**TASK REQUIREMENTS**
Can you reproduce all of the material below, requests included, with every coordinate in the answers offset by -18 and the pictures left out?

**DATASET EXCERPTS**
+---+

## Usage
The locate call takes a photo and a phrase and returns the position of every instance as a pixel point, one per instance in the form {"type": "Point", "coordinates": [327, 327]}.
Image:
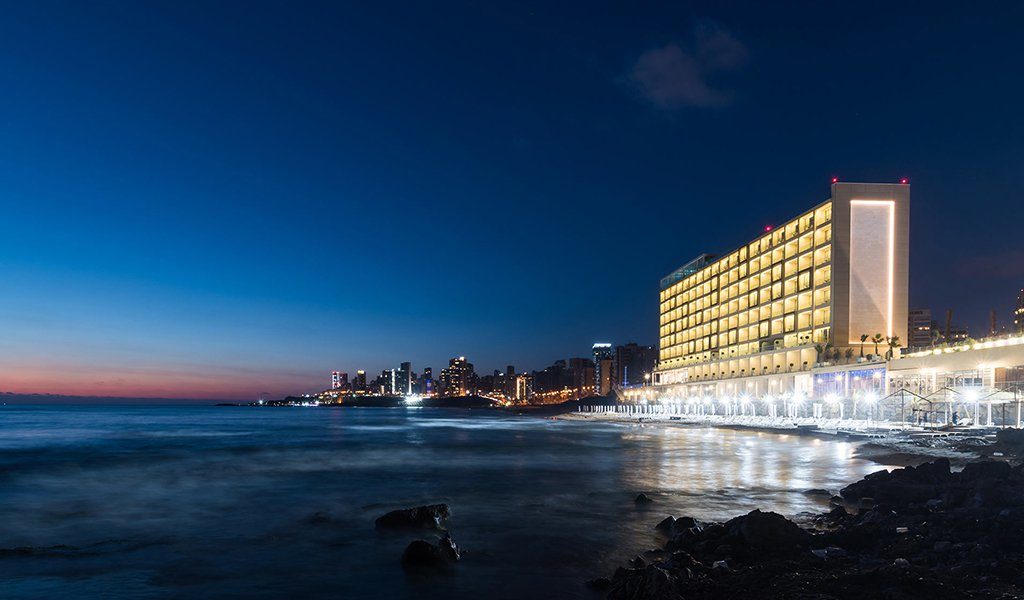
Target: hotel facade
{"type": "Point", "coordinates": [754, 320]}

+---+

**SOLUTION FOR THIS EXERCISE**
## Usage
The locate call takes a photo and a phrase and returns the position of every instance as a pixel point, one per instance in the form {"type": "Point", "coordinates": [327, 327]}.
Image:
Target: hotel facade
{"type": "Point", "coordinates": [736, 302]}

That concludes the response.